Document →
#####

Single Server Distributed System
+-----------+ +-----+ +-----+ +-----+
| App + DB | vs | N1 |--| N2 |--| N3 |
+-----------+ +-----+ +-----+ +-----+
\ | /
Network (unreliable)
Distributed systems have unique challenges:
- Network latency: Communication between nodes takes ms to seconds
- Partial failures: Some nodes crash while others remain healthy
- Clock synchronization: Physical clocks on each node differ slightly
- Byzantine failures: Nodes may send incorrect data
2. CAP Theorem
2.1 What Is the CAP Theorem?
Proposed by Eric Brewer in 2000 and proven by Seth Gilbert and Nancy Lynch in 2002.
A distributed system can guarantee at most two of three properties simultaneously:
| Property | Description |
|---|---|
| Consistency | Every read receives the most recent write |
| Availability | Every request receives a response (success or failure) |
| Partition Tolerance | System continues to operate despite network partitions |
2.2 Why You Cannot Have All Three — Intuitive Proof
Network partition occurs!
[Node A] ----X---- [Node B]
data=1 data=1
Client sends write(data=2) to Node A
Option 1 (CP): Cannot sync with Node B → Reject request (sacrifice availability)
Option 2 (AP): Update Node A only → Allow inconsistency (sacrifice consistency)
Since network partitions (P) are unavoidable in distributed systems, the real choice is CP vs AP.

#####

Material for this exercise →
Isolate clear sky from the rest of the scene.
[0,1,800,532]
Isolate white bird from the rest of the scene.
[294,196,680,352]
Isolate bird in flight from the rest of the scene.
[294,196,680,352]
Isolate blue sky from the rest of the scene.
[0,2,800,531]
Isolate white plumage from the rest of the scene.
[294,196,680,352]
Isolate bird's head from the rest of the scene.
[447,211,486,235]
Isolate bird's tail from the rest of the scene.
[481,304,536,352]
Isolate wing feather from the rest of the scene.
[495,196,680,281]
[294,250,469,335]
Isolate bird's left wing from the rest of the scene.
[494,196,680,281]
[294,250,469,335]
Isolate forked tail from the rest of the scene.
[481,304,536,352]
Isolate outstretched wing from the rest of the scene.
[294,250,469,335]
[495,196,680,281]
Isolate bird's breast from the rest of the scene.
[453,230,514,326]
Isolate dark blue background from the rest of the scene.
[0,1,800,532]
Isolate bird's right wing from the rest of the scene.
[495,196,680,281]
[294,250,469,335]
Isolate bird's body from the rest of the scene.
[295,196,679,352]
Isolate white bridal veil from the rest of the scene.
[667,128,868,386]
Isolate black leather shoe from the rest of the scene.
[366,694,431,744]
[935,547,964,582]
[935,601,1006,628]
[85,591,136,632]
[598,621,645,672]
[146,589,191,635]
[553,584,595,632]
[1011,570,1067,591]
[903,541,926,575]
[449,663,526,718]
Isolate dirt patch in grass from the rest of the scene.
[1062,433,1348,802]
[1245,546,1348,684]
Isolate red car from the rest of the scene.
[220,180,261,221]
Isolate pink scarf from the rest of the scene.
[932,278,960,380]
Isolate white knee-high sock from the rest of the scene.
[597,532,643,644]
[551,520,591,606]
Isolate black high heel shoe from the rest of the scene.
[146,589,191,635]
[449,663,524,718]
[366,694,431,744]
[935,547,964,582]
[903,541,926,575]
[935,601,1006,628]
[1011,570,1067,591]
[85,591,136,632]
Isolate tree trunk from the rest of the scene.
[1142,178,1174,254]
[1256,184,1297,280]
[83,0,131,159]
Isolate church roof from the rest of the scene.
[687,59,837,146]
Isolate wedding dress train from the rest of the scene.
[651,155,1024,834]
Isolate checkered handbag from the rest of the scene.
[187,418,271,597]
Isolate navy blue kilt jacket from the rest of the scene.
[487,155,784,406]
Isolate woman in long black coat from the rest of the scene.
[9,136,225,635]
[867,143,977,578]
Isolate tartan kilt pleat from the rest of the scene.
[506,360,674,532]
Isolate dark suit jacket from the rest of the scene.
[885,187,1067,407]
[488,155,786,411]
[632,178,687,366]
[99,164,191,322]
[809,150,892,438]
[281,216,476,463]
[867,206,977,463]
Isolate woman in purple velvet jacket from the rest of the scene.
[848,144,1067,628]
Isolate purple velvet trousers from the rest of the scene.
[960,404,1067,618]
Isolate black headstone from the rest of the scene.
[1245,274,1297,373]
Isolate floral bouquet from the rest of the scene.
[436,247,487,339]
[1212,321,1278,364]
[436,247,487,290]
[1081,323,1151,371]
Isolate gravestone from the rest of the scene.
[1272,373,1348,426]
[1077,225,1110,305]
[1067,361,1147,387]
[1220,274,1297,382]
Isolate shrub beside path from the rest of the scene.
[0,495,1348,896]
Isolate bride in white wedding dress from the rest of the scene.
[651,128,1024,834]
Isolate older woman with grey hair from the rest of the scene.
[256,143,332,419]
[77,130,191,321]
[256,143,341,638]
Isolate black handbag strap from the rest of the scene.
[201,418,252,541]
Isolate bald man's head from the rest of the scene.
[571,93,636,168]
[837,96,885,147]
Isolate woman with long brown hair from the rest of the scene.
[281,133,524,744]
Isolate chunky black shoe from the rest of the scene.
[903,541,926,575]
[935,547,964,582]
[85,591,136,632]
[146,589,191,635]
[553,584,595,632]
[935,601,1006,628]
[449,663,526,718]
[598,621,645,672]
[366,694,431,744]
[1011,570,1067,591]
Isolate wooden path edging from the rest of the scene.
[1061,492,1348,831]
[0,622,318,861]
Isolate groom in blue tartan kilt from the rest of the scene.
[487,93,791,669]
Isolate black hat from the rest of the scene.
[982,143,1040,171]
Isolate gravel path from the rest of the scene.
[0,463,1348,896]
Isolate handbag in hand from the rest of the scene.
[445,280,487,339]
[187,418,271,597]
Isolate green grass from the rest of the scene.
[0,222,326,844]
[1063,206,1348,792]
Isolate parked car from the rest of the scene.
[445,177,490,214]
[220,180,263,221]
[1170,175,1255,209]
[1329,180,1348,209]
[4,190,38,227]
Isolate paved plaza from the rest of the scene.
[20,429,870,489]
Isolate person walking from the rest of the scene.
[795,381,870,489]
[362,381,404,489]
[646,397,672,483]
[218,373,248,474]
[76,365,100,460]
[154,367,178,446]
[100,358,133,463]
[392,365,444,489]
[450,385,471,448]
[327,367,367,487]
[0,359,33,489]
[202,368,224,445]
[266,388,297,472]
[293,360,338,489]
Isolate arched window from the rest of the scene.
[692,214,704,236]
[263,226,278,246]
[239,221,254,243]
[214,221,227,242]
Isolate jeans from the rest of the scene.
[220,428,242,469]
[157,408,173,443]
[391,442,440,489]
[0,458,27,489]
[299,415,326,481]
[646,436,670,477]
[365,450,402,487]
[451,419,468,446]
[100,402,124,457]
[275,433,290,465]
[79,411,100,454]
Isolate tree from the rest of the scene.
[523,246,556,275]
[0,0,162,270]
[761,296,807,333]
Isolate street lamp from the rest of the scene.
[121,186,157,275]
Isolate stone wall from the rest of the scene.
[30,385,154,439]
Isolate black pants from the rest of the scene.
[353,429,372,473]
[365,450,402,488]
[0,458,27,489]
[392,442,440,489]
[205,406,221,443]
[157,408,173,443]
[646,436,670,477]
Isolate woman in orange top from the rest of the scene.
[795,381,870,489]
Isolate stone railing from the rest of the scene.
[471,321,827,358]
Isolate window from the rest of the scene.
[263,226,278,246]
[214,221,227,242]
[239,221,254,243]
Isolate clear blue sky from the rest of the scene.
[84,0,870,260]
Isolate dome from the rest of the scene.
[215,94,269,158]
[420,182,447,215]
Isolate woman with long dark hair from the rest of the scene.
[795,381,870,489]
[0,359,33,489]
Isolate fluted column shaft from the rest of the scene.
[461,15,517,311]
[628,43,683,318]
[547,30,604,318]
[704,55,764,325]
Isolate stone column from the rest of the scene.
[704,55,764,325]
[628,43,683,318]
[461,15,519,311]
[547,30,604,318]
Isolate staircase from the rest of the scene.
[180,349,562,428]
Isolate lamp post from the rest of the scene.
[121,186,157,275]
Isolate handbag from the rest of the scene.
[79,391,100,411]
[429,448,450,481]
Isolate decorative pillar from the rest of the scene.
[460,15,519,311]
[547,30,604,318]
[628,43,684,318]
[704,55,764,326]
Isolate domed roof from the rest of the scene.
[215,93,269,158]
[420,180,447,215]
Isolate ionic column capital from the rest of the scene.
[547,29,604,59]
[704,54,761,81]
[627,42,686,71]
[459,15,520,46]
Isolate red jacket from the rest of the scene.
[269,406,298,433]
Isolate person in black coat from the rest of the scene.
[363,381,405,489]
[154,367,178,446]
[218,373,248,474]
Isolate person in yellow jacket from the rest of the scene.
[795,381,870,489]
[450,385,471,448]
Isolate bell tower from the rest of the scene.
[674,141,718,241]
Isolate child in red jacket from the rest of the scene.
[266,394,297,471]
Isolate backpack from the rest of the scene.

#####

Given instruction 1 → Rewrite the part of the distributed systems text starting at "Single Server Distributed" and ending at "the CAP Theorem?", substituting "Arbitrary" for "Byzantine".
Given instruction 2 → Copy out only the records starting at the line that contains "Isolate fluted column" and ending at the end of the records, keeping the requests. In the answers, increase every bounding-box coordinate by 23.

Exercise output 1 →
Single Server Distributed System
+-----------+ +-----+ +-----+ +-----+
| App + DB | vs | N1 |--| N2 |--| N3 |
+-----------+ +-----+ +-----+ +-----+
\ | /
Network (unreliable)
Distributed systems have unique challenges:
- Network latency: Communication between nodes takes ms to seconds
- Partial failures: Some nodes crash while others remain healthy
- Clock synchronization: Physical clocks on each node differ slightly
- Arbitrary failures: Nodes may send incorrect data
2. CAP Theorem
2.1 What Is the CAP Theorem?

Exercise output 2 →
Isolate fluted column shaft from the rest of the scene.
[484,38,540,334]
[651,66,706,341]
[570,53,627,341]
[727,78,787,348]
Isolate stone column from the rest of the scene.
[727,78,787,348]
[651,66,706,341]
[484,38,542,334]
[570,53,627,341]
Isolate staircase from the rest of the scene.
[203,372,585,451]
Isolate lamp post from the rest of the scene.
[144,209,180,298]
Isolate handbag from the rest of the scene.
[102,414,123,434]
[452,471,473,504]
Isolate decorative pillar from the rest of the scene.
[483,38,542,334]
[570,53,627,341]
[651,66,707,341]
[727,78,787,349]
Isolate domed roof from the rest of the scene.
[238,116,292,181]
[443,203,470,238]
Isolate ionic column capital from the rest of the scene.
[570,52,627,82]
[727,77,784,104]
[650,65,709,94]
[482,38,543,69]
Isolate red jacket from the rest of the scene.
[292,429,321,456]
Isolate person in black coat from the rest of the scene.
[386,404,428,512]
[177,390,201,469]
[241,396,271,497]
Isolate person in yellow jacket from the rest of the scene.
[818,404,893,512]
[473,408,494,471]
Isolate bell tower from the rest of the scene.
[697,164,741,264]
Isolate child in red jacket from the rest of the scene.
[289,417,320,494]
Isolate backpack from the rest of the scene.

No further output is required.